TASK: Find every line in the records below that contains the word "white", and copy each of those lines.
==== PROVIDED RECORDS ====
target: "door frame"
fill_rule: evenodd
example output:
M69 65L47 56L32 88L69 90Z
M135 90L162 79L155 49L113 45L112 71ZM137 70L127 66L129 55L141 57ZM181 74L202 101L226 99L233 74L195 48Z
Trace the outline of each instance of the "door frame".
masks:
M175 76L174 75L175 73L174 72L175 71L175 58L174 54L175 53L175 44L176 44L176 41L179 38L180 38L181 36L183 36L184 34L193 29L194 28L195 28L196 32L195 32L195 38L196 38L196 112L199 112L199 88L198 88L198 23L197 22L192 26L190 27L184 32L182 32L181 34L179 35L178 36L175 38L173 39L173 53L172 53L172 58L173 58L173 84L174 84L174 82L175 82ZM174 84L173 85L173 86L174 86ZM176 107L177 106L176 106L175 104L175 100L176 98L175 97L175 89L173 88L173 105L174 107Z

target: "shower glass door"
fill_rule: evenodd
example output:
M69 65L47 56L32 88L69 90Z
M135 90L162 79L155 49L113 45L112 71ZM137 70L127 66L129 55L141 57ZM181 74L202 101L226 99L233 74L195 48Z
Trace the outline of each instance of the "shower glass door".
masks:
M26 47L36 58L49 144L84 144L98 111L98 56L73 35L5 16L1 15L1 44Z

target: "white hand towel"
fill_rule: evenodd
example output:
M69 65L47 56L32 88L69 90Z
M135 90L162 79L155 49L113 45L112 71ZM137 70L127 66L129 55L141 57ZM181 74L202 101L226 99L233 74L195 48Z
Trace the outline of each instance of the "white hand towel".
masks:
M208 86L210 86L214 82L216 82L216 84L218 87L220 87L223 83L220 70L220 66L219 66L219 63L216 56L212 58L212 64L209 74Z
====
WRITTEN SOLUTION:
target: "white hand towel"
Trace the outline of each instance of the "white hand towel".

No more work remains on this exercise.